--- 抜粋本文 ---
------------------------------------------------------------------------

4. フェーズ3(61〜90日):運用開始・説明・フォロー
最後の30日間は、作ったものを「回し始める」フェーズです。ここで重要なのは、 「一度説明して終わり」ではなく、「試運転しながら改善していく」 という姿勢です。
4-1. 全社員への説明とメッセージ発信
経営者からのメッセージと合わせて、禁止行為リストと相談フローを全社員に説明します。説明の場は、全体会議・オンラインミーティング・動画・社内ポータルなど、自社の実情に合わせた形で構いません。
その際、「法令順守だからやる」というだけでなく、 「会社とお客様を守るため」「安心して働ける職場をつくるため」 というポジティブな理由もセットで伝えることが大切です。
4-2. 匿名・簡易な相談ルートを用意する
可能であれば、メールフォームや紙の意見箱など、匿名でも意見や相談を出せる仕組みを用意します。すべてを匿名で解決することはできませんが、「いきなり名前を出して相談するのはハードルが高い」という社員にとっての入り口になります。
4-3. 初期の相談・問い合わせを「改善の材料」として扱う
運用開始直後は、「これはハラスメントかどうか分からないけれど…」という相談や、「規程のこの表現が分かりにくい」といった声が出てくることがあります。ここで、 「文句」ではなく「改善のヒント」として扱う ことで、制度が自社にフィットしていきます。
フェーズ3の終わりには、経営陣・人事・代表的な管理職で、次のような点を確認します。
- 相談や質問はどのくらいあったか(件数だけでなく内容の傾向)
- 禁止行為リストやフローで分かりにくかった点はどこか
- 今後半年の間に、追加で検討すべきテーマは何か
ここまでできれば、「90日で土台づくり」は完了です。細かな調整や拡張は、次の四半期以降に回して構いません。
5. RACIと役割分担:誰が何を担うのか
ハラスメント対策がうまく回らない会社の多くは、「誰の仕事か分からない」「人事だけに押し付けられている」という状態に陥っています。これを防ぐために有効なのが、RACI(責任者・説明責任者・協力者・情報共有先)の考え方です。

------------------------------------------------------------------------

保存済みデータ
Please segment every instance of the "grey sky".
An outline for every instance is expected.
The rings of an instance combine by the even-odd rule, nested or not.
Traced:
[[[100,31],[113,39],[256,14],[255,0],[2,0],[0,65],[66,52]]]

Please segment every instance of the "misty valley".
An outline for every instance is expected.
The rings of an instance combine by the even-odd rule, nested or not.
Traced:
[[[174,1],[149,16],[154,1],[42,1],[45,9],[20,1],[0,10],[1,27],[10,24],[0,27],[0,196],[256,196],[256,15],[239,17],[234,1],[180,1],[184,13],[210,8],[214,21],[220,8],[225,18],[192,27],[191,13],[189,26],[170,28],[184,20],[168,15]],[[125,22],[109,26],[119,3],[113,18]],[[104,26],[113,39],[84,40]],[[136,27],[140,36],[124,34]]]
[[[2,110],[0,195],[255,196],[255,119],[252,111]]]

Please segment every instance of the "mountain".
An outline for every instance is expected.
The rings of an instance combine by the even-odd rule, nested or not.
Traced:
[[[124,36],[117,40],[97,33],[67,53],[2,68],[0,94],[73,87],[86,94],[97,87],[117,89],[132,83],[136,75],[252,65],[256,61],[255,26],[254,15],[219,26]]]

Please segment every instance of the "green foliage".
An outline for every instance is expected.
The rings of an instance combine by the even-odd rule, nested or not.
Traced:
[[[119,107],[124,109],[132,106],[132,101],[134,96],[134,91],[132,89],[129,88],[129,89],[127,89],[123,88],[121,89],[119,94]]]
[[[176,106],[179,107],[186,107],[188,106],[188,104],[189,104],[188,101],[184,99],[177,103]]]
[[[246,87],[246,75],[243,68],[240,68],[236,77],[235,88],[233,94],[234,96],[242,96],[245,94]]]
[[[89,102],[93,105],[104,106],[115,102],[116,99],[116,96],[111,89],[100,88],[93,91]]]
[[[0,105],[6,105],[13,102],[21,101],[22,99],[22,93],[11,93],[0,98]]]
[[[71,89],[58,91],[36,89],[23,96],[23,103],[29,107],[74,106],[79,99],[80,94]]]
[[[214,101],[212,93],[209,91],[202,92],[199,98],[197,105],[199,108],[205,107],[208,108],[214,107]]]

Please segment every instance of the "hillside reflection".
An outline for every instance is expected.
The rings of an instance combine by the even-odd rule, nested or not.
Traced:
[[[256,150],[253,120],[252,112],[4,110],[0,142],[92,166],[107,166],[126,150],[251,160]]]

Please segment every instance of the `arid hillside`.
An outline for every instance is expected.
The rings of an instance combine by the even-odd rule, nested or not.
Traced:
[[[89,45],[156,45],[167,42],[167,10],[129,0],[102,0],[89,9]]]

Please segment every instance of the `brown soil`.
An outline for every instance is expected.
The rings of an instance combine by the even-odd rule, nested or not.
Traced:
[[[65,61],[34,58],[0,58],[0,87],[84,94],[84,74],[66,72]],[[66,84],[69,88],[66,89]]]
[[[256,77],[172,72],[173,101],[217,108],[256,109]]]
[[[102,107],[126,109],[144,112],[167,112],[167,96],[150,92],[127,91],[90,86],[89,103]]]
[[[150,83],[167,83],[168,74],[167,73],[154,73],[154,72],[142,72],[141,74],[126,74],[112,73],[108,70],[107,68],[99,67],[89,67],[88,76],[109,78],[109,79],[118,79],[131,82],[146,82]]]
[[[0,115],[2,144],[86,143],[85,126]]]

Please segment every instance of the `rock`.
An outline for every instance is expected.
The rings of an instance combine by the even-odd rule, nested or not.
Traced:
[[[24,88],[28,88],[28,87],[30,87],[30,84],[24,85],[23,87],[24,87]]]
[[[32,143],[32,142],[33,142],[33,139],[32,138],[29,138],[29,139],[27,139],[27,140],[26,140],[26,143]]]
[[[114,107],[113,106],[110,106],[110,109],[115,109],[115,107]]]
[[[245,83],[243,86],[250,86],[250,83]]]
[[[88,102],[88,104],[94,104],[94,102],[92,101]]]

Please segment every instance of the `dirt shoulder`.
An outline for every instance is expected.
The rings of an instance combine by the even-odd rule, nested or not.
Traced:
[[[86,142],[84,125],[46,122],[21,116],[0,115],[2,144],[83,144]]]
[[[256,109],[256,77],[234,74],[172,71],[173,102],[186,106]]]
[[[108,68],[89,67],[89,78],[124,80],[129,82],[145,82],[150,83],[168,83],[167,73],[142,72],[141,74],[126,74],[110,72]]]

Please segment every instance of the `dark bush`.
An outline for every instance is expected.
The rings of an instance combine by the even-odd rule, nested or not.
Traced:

------------------------------------------------------------------------

--- 取り組む課題 ---
ハラスメント対策の運用開始を扱った抜粋本文から、「4-2. 匿名・簡易な相談ルートを用意する」から「的な管理職で、次のような点を確認します。」までの部分を一字一句たがえずに打ち直してください。

--- 作業結果 ---
4-2. 匿名・簡易な相談ルートを用意する
可能であれば、メールフォームや紙の意見箱など、匿名でも意見や相談を出せる仕組みを用意します。すべてを匿名で解決することはできませんが、「いきなり名前を出して相談するのはハードルが高い」という社員にとっての入り口になります。
4-3. 初期の相談・問い合わせを「改善の材料」として扱う
運用開始直後は、「これはハラスメントかどうか分からないけれど…」という相談や、「規程のこの表現が分かりにくい」といった声が出てくることがあります。ここで、 「文句」ではなく「改善のヒント」として扱う ことで、制度が自社にフィットしていきます。
フェーズ3の終わりには、経営陣・人事・代表的な管理職で、次のような点を確認します。